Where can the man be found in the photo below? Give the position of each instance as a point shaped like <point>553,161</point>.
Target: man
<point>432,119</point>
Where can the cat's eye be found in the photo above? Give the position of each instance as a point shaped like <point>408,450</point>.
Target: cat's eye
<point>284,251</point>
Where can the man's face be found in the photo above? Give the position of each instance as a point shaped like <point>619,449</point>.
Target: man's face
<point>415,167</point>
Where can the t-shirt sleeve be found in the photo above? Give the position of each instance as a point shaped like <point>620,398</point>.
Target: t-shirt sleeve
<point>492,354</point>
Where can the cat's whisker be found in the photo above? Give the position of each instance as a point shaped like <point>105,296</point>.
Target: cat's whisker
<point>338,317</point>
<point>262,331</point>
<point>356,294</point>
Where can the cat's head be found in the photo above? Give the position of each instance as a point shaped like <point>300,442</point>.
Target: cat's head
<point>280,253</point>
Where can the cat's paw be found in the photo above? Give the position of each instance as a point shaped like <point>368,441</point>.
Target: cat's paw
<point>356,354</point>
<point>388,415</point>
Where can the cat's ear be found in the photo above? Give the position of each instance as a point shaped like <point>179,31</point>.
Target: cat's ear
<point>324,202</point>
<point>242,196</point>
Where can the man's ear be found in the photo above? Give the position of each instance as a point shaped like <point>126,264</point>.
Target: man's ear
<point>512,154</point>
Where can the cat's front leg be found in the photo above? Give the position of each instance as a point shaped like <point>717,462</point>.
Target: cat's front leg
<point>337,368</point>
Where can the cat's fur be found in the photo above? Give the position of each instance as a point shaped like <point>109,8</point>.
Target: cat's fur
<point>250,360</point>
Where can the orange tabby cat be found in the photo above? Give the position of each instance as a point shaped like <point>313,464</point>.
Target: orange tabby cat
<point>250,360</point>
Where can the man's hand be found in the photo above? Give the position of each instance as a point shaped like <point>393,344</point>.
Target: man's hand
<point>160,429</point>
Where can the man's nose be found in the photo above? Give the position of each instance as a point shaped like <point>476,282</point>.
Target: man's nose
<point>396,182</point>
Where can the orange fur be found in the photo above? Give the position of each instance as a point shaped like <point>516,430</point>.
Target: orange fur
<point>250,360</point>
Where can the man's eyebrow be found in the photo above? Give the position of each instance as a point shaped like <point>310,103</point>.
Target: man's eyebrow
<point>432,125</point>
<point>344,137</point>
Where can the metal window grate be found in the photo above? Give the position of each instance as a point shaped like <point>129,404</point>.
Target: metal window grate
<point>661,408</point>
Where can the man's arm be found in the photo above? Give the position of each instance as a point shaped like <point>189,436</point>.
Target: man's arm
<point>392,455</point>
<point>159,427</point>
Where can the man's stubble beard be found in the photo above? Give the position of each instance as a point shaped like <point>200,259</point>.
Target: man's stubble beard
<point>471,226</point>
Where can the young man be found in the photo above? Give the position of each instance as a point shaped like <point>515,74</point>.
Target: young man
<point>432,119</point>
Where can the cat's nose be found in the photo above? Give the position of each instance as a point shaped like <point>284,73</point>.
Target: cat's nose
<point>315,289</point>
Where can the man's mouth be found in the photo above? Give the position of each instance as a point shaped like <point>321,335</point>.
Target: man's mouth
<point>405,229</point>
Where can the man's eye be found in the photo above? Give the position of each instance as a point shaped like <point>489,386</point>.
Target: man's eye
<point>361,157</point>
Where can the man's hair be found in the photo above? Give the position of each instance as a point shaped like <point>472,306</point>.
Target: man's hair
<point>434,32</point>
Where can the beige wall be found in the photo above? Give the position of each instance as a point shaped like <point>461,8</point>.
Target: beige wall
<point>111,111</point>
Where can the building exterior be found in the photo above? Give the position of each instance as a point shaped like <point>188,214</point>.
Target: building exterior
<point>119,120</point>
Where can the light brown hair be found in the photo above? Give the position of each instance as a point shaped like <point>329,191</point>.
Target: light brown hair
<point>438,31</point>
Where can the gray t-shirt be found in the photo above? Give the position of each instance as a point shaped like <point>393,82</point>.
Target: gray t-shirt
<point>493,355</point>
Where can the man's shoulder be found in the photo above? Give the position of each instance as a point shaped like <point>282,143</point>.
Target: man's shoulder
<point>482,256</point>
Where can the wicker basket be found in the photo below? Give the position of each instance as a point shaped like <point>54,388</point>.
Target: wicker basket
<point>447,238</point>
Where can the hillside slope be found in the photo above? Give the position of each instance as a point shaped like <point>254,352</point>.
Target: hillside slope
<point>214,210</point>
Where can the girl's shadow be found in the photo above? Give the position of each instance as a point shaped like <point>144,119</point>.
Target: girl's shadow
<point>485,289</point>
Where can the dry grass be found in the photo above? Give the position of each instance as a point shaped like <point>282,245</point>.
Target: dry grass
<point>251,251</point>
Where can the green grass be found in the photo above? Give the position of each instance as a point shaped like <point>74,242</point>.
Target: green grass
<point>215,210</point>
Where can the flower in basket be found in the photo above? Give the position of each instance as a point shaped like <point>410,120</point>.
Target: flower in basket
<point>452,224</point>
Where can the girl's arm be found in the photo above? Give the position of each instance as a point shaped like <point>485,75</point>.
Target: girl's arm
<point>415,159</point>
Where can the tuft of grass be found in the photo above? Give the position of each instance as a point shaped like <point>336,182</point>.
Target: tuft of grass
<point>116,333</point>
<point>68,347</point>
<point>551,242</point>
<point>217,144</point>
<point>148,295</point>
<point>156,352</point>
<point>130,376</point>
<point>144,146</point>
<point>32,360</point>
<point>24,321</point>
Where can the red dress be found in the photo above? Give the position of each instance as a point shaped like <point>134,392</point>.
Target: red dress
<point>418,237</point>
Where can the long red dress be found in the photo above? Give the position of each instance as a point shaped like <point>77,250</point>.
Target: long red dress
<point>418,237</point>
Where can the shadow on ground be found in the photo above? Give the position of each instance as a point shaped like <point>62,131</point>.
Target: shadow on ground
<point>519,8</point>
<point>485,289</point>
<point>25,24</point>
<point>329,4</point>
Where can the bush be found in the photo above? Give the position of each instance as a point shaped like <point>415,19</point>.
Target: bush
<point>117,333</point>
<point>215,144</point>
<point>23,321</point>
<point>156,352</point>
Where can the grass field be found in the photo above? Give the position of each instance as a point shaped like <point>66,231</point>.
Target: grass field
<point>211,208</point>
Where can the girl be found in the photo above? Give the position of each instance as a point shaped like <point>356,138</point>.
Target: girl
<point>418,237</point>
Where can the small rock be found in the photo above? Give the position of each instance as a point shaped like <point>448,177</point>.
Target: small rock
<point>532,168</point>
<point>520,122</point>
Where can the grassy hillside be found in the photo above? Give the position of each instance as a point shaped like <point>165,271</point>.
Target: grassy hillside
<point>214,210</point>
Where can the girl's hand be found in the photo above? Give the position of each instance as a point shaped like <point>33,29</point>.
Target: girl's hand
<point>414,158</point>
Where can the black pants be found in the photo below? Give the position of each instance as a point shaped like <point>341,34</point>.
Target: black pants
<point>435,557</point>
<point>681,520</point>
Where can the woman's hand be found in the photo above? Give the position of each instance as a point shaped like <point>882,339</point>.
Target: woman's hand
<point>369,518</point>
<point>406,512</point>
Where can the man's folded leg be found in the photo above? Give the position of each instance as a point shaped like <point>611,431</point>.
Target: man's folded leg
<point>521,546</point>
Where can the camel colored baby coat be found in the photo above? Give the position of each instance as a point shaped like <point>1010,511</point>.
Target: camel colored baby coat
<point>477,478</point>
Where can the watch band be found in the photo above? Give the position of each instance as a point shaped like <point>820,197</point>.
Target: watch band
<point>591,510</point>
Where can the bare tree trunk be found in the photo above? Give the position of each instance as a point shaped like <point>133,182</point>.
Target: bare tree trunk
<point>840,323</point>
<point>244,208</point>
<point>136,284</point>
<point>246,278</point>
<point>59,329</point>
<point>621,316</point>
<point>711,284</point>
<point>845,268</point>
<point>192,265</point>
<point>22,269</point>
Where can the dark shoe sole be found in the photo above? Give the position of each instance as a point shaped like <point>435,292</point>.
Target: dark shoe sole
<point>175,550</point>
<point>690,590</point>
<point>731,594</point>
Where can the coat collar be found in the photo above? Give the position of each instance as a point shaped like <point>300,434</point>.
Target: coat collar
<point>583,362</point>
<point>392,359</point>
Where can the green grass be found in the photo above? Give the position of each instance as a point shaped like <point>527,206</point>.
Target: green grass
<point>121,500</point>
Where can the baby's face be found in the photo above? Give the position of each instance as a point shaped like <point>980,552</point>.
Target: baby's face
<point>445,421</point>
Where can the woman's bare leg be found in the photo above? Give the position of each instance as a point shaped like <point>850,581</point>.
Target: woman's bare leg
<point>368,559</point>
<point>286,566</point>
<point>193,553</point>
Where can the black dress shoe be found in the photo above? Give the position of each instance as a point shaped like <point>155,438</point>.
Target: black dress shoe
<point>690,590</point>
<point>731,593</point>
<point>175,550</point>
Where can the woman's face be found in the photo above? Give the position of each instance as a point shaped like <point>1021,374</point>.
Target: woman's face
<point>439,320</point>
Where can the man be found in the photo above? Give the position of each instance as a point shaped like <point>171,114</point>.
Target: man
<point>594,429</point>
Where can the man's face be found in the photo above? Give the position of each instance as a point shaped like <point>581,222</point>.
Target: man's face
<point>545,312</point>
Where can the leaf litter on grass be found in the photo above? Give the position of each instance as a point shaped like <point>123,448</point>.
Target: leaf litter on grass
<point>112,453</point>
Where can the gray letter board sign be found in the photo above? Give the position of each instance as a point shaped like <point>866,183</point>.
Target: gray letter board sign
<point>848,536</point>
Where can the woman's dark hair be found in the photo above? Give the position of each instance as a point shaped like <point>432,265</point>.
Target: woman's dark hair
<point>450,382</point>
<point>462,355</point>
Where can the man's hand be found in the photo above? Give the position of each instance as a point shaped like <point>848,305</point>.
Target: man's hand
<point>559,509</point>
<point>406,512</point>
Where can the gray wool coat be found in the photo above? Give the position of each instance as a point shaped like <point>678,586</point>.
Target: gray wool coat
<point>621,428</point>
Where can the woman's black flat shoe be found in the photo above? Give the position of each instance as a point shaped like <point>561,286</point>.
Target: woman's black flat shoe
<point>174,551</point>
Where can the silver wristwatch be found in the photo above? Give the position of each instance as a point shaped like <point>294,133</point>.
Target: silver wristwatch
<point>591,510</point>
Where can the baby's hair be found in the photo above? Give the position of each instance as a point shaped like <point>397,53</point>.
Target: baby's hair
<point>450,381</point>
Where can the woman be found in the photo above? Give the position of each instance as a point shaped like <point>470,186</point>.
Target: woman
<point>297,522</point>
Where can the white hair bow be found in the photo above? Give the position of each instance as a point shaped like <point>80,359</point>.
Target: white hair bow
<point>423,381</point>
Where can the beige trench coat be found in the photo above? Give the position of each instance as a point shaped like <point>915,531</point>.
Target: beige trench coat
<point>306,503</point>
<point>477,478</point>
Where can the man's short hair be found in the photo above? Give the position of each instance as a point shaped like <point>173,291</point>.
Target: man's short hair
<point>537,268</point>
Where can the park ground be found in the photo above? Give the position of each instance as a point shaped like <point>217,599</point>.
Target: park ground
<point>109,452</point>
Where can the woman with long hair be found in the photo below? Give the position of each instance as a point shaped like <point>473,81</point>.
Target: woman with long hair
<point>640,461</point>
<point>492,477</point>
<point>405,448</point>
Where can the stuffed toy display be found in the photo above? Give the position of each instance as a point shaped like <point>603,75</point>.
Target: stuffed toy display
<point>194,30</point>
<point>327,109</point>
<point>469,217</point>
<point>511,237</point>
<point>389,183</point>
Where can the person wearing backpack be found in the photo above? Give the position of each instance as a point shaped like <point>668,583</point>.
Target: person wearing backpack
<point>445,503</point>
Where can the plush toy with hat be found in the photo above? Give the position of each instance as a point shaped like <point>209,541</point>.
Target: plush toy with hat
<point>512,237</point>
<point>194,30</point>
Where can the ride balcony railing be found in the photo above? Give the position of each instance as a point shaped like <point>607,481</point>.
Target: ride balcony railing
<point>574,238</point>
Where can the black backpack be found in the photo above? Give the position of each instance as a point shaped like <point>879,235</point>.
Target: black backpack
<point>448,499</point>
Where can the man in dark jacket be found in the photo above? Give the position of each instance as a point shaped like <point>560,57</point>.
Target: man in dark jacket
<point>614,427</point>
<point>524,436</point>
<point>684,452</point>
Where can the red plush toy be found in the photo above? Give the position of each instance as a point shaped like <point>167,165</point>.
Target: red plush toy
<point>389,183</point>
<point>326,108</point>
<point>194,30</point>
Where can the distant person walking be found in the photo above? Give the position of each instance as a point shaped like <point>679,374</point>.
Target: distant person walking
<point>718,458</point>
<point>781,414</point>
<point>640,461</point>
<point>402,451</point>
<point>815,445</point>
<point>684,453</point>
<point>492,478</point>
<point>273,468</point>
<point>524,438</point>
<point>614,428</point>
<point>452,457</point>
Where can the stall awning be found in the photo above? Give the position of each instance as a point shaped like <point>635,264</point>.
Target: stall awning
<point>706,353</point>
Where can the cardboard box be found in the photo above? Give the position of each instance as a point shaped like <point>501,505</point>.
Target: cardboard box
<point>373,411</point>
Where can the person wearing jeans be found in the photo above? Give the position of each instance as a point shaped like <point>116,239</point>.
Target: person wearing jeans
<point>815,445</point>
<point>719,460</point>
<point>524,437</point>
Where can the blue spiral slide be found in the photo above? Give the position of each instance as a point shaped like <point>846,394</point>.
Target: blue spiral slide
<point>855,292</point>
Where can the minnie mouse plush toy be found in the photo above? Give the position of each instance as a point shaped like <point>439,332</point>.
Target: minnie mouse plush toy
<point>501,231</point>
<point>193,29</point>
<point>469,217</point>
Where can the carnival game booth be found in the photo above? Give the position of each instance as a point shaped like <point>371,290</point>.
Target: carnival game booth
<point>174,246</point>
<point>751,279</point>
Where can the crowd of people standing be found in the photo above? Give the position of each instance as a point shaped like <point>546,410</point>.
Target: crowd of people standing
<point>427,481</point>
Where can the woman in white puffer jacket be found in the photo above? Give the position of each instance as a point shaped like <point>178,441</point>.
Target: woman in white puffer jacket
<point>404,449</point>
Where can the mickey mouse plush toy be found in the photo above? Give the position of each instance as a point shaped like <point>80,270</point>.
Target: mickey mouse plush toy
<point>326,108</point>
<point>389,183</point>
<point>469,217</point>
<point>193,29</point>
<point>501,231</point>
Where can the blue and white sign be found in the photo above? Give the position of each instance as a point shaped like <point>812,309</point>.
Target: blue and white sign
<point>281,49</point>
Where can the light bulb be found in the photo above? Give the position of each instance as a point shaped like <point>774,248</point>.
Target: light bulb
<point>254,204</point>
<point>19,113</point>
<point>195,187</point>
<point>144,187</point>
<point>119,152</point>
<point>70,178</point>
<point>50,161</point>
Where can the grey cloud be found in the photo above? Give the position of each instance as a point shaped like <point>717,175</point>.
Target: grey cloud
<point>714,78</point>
************
## Task
Render the lines above, from the line with "Where can the woman's face" to the line with "<point>112,453</point>" (both ends included), as a JSON list of strings, one string per line and blank lines left out.

## Exercise response
[
  "Where can the woman's face be found in the photo above? Give the position of each instance as a point shaped like <point>1021,374</point>.",
  "Target: woman's face",
  "<point>439,320</point>",
  "Where can the man be found in the photo above? Give the position of each instance as a point shaped like <point>171,114</point>.",
  "Target: man",
  "<point>594,429</point>",
  "Where can the man's face be found in the photo above? Give the position of each instance as a point shaped like <point>581,222</point>.",
  "Target: man's face",
  "<point>545,312</point>",
  "Where can the leaf litter on grass be found in the photo above? Give the position of each instance as a point shaped like <point>123,448</point>.",
  "Target: leaf litter on grass",
  "<point>112,453</point>"
]